ACTIVITY -
Write out each entry word for word.

Data extracted from a collection -

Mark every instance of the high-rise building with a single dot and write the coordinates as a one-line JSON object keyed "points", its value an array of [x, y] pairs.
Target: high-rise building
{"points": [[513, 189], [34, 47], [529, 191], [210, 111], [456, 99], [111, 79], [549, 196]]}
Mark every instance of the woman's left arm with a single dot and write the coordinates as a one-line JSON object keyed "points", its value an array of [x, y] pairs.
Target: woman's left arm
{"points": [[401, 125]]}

RESPONSE BELOW -
Mark every instance of the high-rise building with a single dot and write the coordinates as a one-line JSON object keyed "points", its value an array of [x, y] pairs.
Target: high-rise building
{"points": [[513, 189], [34, 47], [529, 191], [210, 111], [456, 99], [111, 79], [549, 196]]}
Mark every instance of the woman's left arm with a single dot and write the coordinates as a one-line JSON object keyed "points", its value an array of [x, y] pairs.
Target: woman's left arm
{"points": [[401, 125]]}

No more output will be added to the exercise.